◆ Extracted material ◆
···
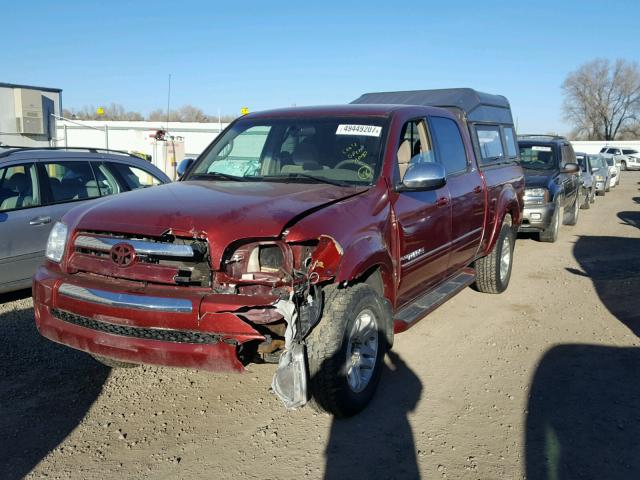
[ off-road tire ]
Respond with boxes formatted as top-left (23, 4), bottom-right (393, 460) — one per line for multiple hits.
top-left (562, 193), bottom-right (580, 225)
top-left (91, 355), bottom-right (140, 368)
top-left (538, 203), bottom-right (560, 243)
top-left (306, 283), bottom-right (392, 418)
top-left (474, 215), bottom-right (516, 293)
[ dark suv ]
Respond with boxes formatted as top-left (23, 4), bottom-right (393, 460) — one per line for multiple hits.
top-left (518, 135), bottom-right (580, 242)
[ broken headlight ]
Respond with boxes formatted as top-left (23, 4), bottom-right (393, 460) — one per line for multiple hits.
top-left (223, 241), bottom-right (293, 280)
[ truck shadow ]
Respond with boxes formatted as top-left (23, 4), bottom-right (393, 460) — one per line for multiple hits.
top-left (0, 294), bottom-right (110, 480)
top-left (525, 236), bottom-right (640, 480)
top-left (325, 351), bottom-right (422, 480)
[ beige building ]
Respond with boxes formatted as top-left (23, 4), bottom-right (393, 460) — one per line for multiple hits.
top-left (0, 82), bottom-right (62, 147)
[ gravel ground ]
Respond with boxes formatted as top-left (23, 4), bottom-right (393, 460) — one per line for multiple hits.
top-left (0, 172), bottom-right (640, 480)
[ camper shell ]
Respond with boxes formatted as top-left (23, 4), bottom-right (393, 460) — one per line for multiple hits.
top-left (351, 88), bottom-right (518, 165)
···
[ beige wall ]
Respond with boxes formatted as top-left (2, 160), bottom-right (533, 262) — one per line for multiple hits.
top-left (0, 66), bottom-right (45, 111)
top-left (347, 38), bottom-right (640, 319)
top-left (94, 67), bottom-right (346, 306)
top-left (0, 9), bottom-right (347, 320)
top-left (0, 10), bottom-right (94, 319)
···
◆ Description of the task ◆
Output the lines from the line with "[ off-road tire ]" to the line with "top-left (91, 355), bottom-right (140, 368)" as a Markdown table with the columns Row and Content, numbering each line and leaving out blank lines.

◆ Correct result ◆
| Row | Content |
|---|---|
| 1 | [ off-road tire ] |
| 2 | Respond with boxes formatted as top-left (23, 4), bottom-right (393, 460) — one per line for multiple hits. |
| 3 | top-left (562, 193), bottom-right (580, 225) |
| 4 | top-left (91, 355), bottom-right (140, 368) |